● Exercise
Rewrite all of the records below, substituting "photo" for every occurrence of "UI screenshot" and leaving everything else unchanged. Omit the pictures from your answer.

● Supplied material
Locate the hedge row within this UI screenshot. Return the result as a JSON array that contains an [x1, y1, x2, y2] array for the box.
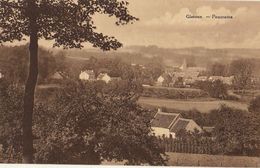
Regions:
[[142, 87, 209, 99]]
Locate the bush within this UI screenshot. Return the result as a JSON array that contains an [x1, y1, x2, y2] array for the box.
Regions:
[[248, 96, 260, 114], [142, 87, 208, 99], [0, 81, 165, 165]]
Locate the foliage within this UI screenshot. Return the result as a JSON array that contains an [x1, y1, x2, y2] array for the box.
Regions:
[[230, 59, 254, 89], [0, 45, 62, 83], [33, 79, 164, 165], [142, 87, 208, 99], [210, 63, 228, 76], [0, 79, 23, 162], [0, 0, 137, 50], [248, 96, 260, 115], [0, 81, 165, 165]]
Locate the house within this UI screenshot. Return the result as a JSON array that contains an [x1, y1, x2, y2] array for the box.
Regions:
[[50, 72, 63, 80], [0, 71, 4, 79], [97, 73, 112, 83], [79, 70, 95, 81], [151, 109, 202, 138], [156, 75, 165, 86], [111, 77, 122, 81]]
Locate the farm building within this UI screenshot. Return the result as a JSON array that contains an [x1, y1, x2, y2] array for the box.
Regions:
[[151, 109, 202, 138], [50, 72, 63, 80], [79, 70, 95, 81]]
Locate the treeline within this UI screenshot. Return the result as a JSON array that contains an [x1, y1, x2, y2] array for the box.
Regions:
[[160, 102, 260, 156], [0, 45, 66, 83], [142, 87, 209, 99], [0, 79, 165, 165]]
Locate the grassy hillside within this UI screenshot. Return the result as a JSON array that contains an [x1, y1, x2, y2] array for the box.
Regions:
[[139, 97, 248, 113], [167, 153, 260, 167]]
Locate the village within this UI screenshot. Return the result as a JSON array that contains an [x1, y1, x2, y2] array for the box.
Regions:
[[0, 0, 260, 167]]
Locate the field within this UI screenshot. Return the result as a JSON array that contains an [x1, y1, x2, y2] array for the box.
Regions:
[[139, 97, 248, 113], [102, 153, 260, 167], [167, 153, 260, 167]]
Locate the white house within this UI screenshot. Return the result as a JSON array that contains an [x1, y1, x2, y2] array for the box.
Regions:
[[97, 73, 111, 83], [209, 76, 234, 85], [151, 109, 202, 138], [79, 70, 95, 81]]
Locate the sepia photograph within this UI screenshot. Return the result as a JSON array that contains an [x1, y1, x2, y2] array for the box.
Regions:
[[0, 0, 260, 167]]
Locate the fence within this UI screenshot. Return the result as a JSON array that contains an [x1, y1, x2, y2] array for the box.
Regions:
[[158, 138, 215, 154]]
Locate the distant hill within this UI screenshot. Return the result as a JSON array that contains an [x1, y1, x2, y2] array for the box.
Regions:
[[62, 46, 260, 74]]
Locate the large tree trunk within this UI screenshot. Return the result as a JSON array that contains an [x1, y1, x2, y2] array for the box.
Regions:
[[23, 1, 38, 163]]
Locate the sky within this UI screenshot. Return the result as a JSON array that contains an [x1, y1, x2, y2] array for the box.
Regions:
[[13, 0, 260, 48]]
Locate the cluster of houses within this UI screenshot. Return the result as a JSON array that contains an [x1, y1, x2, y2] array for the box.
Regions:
[[156, 59, 234, 87], [0, 69, 4, 79], [151, 108, 203, 138], [79, 70, 121, 83]]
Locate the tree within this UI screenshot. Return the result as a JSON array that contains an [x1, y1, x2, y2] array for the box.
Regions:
[[229, 59, 254, 89], [0, 0, 137, 163], [35, 81, 165, 165], [210, 63, 227, 76], [248, 96, 260, 114]]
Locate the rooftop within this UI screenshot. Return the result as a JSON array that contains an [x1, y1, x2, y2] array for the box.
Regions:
[[151, 112, 180, 128]]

● Exercise answer
Locate the hedge row within this photo. Return the result as a JSON array that contains an [x1, y1, x2, y2] array for the box.
Regions:
[[142, 87, 209, 99]]
Locate the bush within this photo. Return the result as a JSON array that contains an [x1, y1, x2, y2] array for the box.
Regions:
[[248, 96, 260, 114], [142, 87, 208, 99], [0, 81, 165, 165]]
Locate the foliage within this photo. Return the result as a JSON array that contains an [x1, y1, x2, y2] array for the box.
Regions:
[[230, 59, 254, 89], [0, 45, 62, 83], [33, 79, 164, 165], [142, 87, 208, 99], [210, 63, 228, 76], [0, 79, 23, 162], [0, 0, 137, 50], [248, 96, 260, 115], [0, 81, 165, 165]]
Locate the house within this photo. Return the result as a JSON array that contains an [x1, y1, x2, y2] array for the box.
Regions:
[[50, 72, 63, 80], [0, 71, 4, 79], [97, 73, 112, 83], [79, 70, 95, 81], [151, 109, 202, 138], [156, 75, 165, 86], [111, 77, 122, 81]]
Locate the farm building within this photo. Return the result as a JSON array that contains an [x1, y1, x2, y2] array for the box.
Regions:
[[151, 109, 202, 138], [50, 72, 63, 80], [79, 70, 95, 81]]
Locate the treeline within this photo. Return the result as a JSON array that contains an [x1, y1, x2, y2] array for the box.
Regions:
[[160, 102, 260, 156], [0, 45, 66, 83], [142, 87, 209, 99], [0, 79, 165, 165]]
Locate the grassy hillside within this photo. Return the result as a JSON array that contains an [x1, y1, x2, y2] array for the box.
Regions:
[[139, 97, 248, 113], [167, 153, 260, 167]]
Locate the village within this photo. Return the result as a JSON array that contains an [x1, y1, x2, y2] array for the box.
Regions:
[[0, 0, 260, 167]]
Locate the field within this photo. Return the result as a JSON array that contains an [x1, y1, x2, y2] array for the box.
Regions:
[[139, 97, 248, 113], [102, 153, 260, 167], [167, 153, 260, 167]]
Locate the white house within this photo. Return the result as a JSON array that contains an [x1, y1, x2, y2] array for the box.
Regions:
[[97, 73, 111, 83], [209, 76, 234, 85], [151, 109, 202, 138], [79, 70, 95, 81]]
Locate the sepia photograph within this photo. Return the result as a JSON array that contains an [x1, y1, x2, y2] array for the box.
Regions:
[[0, 0, 260, 167]]
Locate the fence within this photo. Return the result as a JSON array that contains an [x1, y1, x2, y2] array for the box.
Regions:
[[158, 138, 215, 154]]
Locate the distant hill within this photo. Return the result as a JSON array that contains an [x1, y1, x2, y2] array for the box.
Regions:
[[62, 46, 260, 74]]
Locate the large tree trunk within this photo. Return the result as a JSON array that contains an [x1, y1, x2, y2] array for the box.
Regions:
[[23, 1, 38, 163]]
Locate the sky within this photo. Return the result as a JSON array that contains an [x1, y1, x2, y2] array for the box.
Regions:
[[13, 0, 260, 48]]
Locate the cluster of houses within this photo. Return the result as a JSON array that contains an [x1, y1, x2, y2] array for the box.
Regions:
[[156, 59, 234, 87], [0, 69, 4, 79], [151, 108, 203, 138], [79, 70, 121, 83]]
Locate the tree within this photo. Return the result as a JSON array that contains an [x1, y1, x2, y2] array for the box.
Regions:
[[229, 59, 254, 89], [0, 0, 137, 163], [35, 81, 165, 165], [210, 63, 227, 76], [248, 96, 260, 114]]
Locate the rooftop within this photo. Return the result as a JSON array that contains an [x1, y1, x2, y2] array for the box.
Regions:
[[151, 112, 180, 128]]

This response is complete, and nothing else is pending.